### Required task
Reproduce each line of the material precisely.

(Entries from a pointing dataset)
☆ ☆ ☆

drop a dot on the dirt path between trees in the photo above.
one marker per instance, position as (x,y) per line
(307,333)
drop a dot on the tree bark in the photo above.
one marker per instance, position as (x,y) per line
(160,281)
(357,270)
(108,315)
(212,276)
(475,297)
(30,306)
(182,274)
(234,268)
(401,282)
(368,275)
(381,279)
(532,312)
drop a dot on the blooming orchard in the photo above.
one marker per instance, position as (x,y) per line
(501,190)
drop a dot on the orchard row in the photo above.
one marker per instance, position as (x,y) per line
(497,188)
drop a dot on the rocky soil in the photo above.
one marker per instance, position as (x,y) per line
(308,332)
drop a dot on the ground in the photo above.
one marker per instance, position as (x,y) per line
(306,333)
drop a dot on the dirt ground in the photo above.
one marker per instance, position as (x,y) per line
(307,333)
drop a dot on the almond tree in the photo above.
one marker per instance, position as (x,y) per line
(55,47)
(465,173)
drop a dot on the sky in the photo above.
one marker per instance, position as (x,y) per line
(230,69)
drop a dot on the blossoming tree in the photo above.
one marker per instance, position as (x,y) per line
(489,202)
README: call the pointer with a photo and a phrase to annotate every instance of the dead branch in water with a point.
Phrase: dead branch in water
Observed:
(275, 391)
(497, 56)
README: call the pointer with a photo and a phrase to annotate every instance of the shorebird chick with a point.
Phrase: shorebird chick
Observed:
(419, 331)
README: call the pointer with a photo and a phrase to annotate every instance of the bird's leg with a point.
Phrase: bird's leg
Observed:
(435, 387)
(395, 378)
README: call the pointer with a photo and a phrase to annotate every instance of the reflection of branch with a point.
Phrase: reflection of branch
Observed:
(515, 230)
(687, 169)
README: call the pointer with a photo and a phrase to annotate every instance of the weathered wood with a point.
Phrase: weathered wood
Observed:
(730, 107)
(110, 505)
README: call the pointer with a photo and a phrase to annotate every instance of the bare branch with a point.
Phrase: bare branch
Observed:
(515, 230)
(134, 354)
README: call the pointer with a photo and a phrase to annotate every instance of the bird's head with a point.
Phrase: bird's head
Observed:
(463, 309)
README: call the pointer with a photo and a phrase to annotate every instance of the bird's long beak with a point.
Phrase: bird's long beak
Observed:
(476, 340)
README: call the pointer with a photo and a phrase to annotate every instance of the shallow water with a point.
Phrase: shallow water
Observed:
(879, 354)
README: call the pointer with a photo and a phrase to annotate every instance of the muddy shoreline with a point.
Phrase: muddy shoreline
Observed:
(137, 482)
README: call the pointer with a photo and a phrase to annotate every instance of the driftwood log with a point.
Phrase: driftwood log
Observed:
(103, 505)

☆ ☆ ☆

### Answer
drop a dot on the dirt path between trees in the photo above.
one marker per instance, position as (x,y) per line
(307,333)
drop a dot on the tree bark in the photo above.
one marker per instance, position as (x,y) per line
(160,281)
(357,270)
(108,315)
(212,276)
(475,297)
(30,306)
(182,274)
(234,268)
(401,282)
(368,275)
(381,279)
(532,312)
drop a dot on the blooming orchard in the photo above.
one marker per instance, position as (x,y) per line
(501,190)
drop a dot on the orchard row in the photo above.
one marker per instance, position as (x,y) per line
(497,188)
drop a dot on the rocky soil in the photo above.
one marker per instance, position as (x,y) per line
(308,332)
drop a dot on the ground in the photo above.
one marker per instance, position as (x,y) per line
(306,333)
drop a dot on the dirt ground in the photo above.
one marker per instance, position as (x,y) per line
(307,333)
drop a dot on the almond tree in the photo above.
one marker per instance, position as (x,y) per line
(55,47)
(465,173)
drop a dot on the sky in the photo above.
one marker per instance, position as (x,y) per line
(230,69)
drop a dot on the blossoming tree in the photo above.
one marker per instance, position as (x,y) per line
(489,202)
README: call the pointer with a photo and a phrase to annotate every instance of the dead branch in water with a point.
Phrase: dead branch in water
Observed:
(275, 391)
(497, 56)
README: call the pointer with a photo and a phrase to annotate every instance of the shorebird chick with a point.
Phrase: shorebird chick
Observed:
(419, 331)
README: call the pointer with a photo and a phrase to annotate every instance of the bird's leg with a point.
Phrase: bird's leg
Observed:
(435, 387)
(395, 378)
README: call the pointer with a photo and a phrase to annotate every instance of the reflection of branch with a point.
Phrase: reflection of branch
Observed:
(515, 230)
(687, 169)
README: call the pointer with a photo and a phrase to annotate every instance of the weathered wood with a point.
Phrase: weathered wood
Observed:
(730, 107)
(110, 505)
README: call the pointer with a photo and a phrase to annotate every instance of the bare branch with a point.
Phrase: bare branch
Observed:
(515, 230)
(134, 354)
README: call the pointer with a photo and a phrase to annotate every instance of the bird's head with a point.
Phrase: bird's head
Observed:
(463, 309)
README: call the pointer with a photo and a phrase to annotate every instance of the bird's long beak with a point.
Phrase: bird's long beak
Observed:
(476, 340)
README: call the pointer with a photo and a phrase to annotate every instance of the shallow water with a point.
Phrase: shallow water
Observed:
(879, 354)
README: call the pointer with a photo and a phrase to annotate every instance of the muddy shoreline with a point.
Phrase: muddy shoreline
Observed:
(137, 482)
README: call the pointer with a photo and a phrase to annotate every instance of the driftwood log with a point.
Phrase: driftwood log
Observed:
(103, 505)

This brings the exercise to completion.